Description of the task:
Reproduce the part of the listing that opens with the line containing "Please trace the outline of every instance of the shelf" and closes with the line containing "122], [212, 122]]", shifting each coordinate in the answer outlines by adding 82 to it. Keep every other line in that part, requests included, unchanged.

(Outline items for labeled areas)
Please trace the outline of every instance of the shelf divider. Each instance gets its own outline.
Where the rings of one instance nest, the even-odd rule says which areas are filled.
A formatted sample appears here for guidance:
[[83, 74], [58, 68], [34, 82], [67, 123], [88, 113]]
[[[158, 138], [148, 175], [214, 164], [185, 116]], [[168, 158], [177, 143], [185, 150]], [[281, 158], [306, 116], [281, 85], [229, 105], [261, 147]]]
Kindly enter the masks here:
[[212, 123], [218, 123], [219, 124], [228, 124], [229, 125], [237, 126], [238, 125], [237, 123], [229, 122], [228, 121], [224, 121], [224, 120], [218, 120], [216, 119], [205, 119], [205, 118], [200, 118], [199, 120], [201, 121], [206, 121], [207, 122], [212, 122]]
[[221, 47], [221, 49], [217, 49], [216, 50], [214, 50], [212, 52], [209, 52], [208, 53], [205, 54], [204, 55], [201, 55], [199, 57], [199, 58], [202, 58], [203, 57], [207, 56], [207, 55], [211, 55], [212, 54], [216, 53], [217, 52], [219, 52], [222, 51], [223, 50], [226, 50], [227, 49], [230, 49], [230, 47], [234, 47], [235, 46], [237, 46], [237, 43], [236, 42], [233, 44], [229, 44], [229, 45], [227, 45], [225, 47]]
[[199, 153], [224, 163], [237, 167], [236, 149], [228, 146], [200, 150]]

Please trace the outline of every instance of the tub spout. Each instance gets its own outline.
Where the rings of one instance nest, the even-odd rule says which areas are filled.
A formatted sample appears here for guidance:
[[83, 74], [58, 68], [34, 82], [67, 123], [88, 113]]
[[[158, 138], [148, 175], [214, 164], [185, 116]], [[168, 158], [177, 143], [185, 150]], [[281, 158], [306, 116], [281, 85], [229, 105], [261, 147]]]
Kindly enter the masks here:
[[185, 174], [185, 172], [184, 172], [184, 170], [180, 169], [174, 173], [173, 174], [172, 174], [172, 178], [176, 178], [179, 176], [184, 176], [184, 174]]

* * *

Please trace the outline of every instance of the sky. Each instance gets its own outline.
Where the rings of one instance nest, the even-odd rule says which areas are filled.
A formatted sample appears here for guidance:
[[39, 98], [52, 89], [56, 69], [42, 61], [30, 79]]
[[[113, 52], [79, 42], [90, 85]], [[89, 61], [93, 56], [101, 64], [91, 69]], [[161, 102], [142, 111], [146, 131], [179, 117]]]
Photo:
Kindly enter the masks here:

--

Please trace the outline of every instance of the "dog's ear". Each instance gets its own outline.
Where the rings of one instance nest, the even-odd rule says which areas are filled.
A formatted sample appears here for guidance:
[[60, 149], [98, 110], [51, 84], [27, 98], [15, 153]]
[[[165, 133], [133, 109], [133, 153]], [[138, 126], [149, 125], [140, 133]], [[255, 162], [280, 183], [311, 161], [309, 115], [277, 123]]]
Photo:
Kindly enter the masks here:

Expected output:
Please trace the outline of every instance of the shelf divider. Each instance gets its own outline.
Where the rings of one instance nest, the even-odd rule says which areas are filled.
A formatted sample appears here for guidance:
[[83, 74], [58, 68], [34, 82], [67, 123], [88, 113]]
[[[158, 138], [148, 175], [214, 164], [185, 116]], [[168, 158], [177, 143], [185, 150]], [[281, 158], [306, 116], [281, 85], [229, 105], [261, 147]]]
Kindly enter the masks here:
[[294, 205], [300, 205], [301, 206], [310, 206], [311, 207], [319, 208], [320, 207], [319, 205], [311, 204], [310, 203], [306, 203], [306, 202], [300, 202], [298, 201], [287, 201], [287, 200], [282, 200], [281, 202], [283, 203], [288, 203], [289, 204], [294, 204]]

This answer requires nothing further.